● **Task list**
a – Can you turn the paragraph of the Mill Valley Film Festival article beginning "Add a newly expanded Children's FilmFest" into a short list that keeps its main facts?
b – Could you carry the Mill Valley Film Festival article forward from its last sentence?
[[ Extract, beginning ]]
Mill Valley: a Sleeper Among Filmfests

Just outside San Francisco, the 18th-annual event offers exceptional but undervalued fare

Movie buffs and critics spend a portion of every year scurrying to festivals that serve up quantities of glamorous films in crowded, glitzy surroundings. In this atmosphere, it's easy to forget the riches that await movie lovers in regional events far from the media-conscious buzz surging through places like Cannes, Montreal, and New York.

Now in its 18th year, the Mill Valley Film Festival is a splendid specimen of this undervalued breed. Situated in a leafy corner of Northern California less than 20 miles from San Francisco, it combines the virtue of down-home intimacy with a forward-looking approach to movie programming that some of its big-name competitors could learn from.

True to its mission of reflecting "the best of the human spirit," to quote a statement by the filmfest's president, it offers a fair share of Hollywood-style entertainments with engaging stories and popular stars. At the same time, adventurous viewers can find enough offbeat fare to keep them challenged on a regular basis. Innovative attractions range from a wide-ranging Videofest, billed as the oldest American event of its kind, to an Interactive Mediafest devoted to the growing interface between cinema and computers.

Add a newly expanded Children's FilmFest, official tributes to performers as different as Alan Arkin and Amanda Plummer, and public seminars on a variety of film-related topics, and you have a 10-day lineup that's as eclectic as it is busy. On top of all this, the festival is steadily growing, via the expansion of its Film Institute of Northern California - now acquiring two new theaters for year-round showings of independent cinema - and an ongoing Outreach Program bringing free screenings to nearby schools.
[[ Extract, end ]]
[[ Stored data, beginning ]]
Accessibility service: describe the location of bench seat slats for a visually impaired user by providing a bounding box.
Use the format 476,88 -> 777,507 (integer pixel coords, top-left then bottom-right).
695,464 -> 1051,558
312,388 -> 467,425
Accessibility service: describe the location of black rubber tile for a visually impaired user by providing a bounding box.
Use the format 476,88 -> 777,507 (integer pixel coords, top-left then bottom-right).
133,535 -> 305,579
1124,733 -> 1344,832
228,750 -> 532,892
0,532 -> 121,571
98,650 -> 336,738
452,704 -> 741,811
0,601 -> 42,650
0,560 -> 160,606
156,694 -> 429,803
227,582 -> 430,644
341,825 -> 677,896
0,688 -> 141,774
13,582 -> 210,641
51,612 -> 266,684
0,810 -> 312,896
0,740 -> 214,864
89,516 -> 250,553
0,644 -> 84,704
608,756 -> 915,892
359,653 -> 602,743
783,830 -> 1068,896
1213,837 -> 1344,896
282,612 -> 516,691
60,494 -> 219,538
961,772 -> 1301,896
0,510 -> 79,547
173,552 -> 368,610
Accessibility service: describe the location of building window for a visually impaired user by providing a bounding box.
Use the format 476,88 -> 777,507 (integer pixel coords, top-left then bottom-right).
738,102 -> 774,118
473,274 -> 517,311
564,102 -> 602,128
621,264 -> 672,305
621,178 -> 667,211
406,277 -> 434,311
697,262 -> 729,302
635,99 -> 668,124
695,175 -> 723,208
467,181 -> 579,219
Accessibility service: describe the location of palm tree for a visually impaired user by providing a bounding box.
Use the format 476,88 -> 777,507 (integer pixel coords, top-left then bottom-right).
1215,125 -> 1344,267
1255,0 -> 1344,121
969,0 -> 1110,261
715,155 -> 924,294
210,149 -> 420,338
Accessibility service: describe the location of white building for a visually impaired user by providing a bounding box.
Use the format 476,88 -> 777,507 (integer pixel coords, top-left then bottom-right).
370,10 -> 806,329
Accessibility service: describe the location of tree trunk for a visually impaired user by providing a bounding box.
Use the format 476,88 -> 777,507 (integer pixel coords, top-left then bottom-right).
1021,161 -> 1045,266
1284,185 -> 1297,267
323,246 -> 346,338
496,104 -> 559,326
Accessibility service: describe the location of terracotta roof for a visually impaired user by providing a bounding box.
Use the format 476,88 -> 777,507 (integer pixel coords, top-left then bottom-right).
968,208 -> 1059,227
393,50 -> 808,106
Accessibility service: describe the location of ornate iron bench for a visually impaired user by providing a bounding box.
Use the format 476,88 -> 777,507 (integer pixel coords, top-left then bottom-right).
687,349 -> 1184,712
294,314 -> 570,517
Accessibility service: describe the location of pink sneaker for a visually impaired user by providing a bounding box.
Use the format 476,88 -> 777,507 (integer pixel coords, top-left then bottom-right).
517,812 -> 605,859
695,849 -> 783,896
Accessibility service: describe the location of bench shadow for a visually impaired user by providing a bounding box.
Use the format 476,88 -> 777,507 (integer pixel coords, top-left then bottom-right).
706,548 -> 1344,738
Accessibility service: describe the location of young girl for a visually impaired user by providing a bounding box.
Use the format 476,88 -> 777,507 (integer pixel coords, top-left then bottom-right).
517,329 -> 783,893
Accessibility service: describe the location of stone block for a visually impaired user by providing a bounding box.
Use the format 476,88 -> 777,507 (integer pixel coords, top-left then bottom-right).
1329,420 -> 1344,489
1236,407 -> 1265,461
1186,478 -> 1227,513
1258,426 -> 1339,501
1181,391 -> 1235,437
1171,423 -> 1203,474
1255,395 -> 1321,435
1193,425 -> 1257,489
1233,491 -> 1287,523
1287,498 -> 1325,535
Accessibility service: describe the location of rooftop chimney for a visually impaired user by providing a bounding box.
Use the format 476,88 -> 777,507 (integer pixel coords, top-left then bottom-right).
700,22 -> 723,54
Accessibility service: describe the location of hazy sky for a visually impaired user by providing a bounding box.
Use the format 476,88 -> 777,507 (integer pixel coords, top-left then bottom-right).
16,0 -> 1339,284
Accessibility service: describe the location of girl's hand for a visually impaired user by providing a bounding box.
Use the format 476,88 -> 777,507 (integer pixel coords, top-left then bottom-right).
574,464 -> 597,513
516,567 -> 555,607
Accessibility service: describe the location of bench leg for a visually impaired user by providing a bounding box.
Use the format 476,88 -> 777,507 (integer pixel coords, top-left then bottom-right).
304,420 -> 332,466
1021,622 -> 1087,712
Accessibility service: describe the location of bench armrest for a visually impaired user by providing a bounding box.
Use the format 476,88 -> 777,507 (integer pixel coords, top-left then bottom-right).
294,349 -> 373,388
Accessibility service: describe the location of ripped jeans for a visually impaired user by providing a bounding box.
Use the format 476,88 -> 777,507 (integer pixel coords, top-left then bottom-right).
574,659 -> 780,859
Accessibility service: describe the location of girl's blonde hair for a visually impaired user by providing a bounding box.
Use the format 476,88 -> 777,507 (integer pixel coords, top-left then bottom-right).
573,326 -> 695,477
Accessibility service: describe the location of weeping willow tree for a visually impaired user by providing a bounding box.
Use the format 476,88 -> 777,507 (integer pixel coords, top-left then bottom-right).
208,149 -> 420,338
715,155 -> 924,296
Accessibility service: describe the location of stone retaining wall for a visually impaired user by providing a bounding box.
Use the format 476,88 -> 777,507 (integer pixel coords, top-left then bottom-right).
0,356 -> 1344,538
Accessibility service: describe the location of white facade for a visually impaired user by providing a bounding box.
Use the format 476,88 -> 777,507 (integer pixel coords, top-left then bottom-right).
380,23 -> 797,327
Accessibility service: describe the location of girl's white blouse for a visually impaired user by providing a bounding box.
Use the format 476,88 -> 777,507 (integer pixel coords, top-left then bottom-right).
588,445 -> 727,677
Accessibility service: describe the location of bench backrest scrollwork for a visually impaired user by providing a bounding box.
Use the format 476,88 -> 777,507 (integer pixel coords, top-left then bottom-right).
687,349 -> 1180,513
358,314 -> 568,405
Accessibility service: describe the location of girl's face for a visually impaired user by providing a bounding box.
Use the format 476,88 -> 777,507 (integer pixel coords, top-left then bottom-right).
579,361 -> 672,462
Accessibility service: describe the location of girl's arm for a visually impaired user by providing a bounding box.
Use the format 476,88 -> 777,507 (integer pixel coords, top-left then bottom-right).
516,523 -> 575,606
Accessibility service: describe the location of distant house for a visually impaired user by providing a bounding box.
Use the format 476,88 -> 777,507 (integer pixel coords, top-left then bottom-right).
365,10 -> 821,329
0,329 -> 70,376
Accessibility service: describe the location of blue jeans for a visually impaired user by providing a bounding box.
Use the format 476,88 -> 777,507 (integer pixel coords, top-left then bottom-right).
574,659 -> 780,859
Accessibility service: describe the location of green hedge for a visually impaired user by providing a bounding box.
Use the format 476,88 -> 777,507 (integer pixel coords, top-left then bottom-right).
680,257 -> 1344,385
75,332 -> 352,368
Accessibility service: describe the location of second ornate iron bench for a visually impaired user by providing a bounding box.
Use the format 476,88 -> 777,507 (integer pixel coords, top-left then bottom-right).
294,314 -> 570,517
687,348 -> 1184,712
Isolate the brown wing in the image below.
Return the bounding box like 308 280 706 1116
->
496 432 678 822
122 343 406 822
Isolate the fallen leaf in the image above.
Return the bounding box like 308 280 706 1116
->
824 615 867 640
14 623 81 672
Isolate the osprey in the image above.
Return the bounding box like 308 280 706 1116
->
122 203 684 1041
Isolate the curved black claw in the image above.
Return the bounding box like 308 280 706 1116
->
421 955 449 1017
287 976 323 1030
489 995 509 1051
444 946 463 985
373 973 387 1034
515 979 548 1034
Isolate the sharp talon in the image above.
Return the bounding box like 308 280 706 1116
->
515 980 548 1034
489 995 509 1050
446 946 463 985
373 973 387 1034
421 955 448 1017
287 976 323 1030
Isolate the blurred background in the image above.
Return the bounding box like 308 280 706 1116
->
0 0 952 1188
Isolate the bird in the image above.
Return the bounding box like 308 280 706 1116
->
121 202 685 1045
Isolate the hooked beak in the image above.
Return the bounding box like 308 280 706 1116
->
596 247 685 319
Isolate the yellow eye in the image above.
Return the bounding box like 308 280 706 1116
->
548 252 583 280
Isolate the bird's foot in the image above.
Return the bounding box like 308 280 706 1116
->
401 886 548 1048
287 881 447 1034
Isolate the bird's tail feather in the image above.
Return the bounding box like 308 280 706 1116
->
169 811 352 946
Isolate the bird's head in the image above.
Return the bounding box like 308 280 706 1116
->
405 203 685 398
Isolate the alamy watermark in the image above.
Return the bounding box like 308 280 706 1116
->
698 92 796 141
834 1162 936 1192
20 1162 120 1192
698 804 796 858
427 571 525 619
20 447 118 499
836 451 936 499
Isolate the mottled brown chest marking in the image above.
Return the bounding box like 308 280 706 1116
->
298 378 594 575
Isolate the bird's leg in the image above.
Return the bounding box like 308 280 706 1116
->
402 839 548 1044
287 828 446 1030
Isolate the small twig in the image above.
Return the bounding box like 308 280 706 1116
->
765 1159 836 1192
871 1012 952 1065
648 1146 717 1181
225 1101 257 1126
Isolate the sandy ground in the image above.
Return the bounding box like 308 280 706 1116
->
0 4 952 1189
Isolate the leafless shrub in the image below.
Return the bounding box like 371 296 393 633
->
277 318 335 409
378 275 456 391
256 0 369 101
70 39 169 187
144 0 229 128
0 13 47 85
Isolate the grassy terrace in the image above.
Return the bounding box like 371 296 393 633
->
[[ Stored data, end ]]
● **Per-task answers**
a –
- A newly expanded Children's FilmFest
- Official tributes to performers as different as Alan Arkin and Amanda Plummer
- Public seminars on a variety of film-related topics
- A 10-day lineup that is both eclectic and busy
- Steady growth through the expansion of the Film Institute of Northern California, which is acquiring two new theaters for year-round showings of independent cinema
- An ongoing Outreach Program bringing free screenings to nearby schools

b –
Programmed by an energetic staff under the leadership of founder and director Mark Fishkin, this year's festival balanced a varied menu of international films with American movies now headed for theaters.

One of these was the opening-night picture, "The Grass Harp," which combines a nostalgic Truman Capote story with the interesting spectacle of star Walter Matthau acting in a film directed by Charles Matthau, his son. The elder Matthau plays a Southern judge with nonconforming attitudes. These lead him to sympathize with two eccentric women and a teenage boy who've taken up residence in a treehouse, thereby scandalizing their town and calling down the wrath of their neighbors. Also in the cast are Piper Laurie, Sissy Spacek, Mary Steenbergen, Jack Lemmon, and Roddy McDowall.

With so many fine performers in a story that worked so well for Capote on two occasions - first as a sweetly written novel and then as a more stylized Broadway play in the early 1950s - one wishes the movie had enough imagination and pizzazz to lift it above the ordinary. But unfortunately, the younger Matthau directed it with a plodding sincerity that fails to capture Capote's admiration for the intuitive orneriness of his characters. Mill Valley spectators received it warmly, but I doubt their hospitality will be repeated when the film arrives on commercial screens.

I had a better time watching "The Journey of August King," starring Jason Patric and Thandee Newton as a white farmer and a runaway slave who become fugitives when he helps her flee from a cruel master. It's directed with quiet dignity by John Duigan, whose Australian background hasn't hindered him from devising a sturdy vision of North Carolina in the early 18th century. The film manages to be poignant without lapsing into shallow sentimentality. Its main drawback is its unoriginal plot, which reproduces the old Hollywood habit of putting a white hero at the center of what should logically be a black woman's story.

Less conventional and more exciting is the unglamorously titled "Garbage," directed by newcomer Peter Byck and given its world premiere here. It's a mock documentary about a would-be rock musician who makes his way from Nashville to Los Angeles. He works in a series of janitorial jobs - and is filmed by a cameraman who wants to make the definitive motion picture about trash.

Blending a fictional story with real-life footage of people Byck and company met, the movie is one part "Roger & Me," one part "60 Minutes," and one part "This Is Spinal Tap," stitched together with a sense of witty serendipity.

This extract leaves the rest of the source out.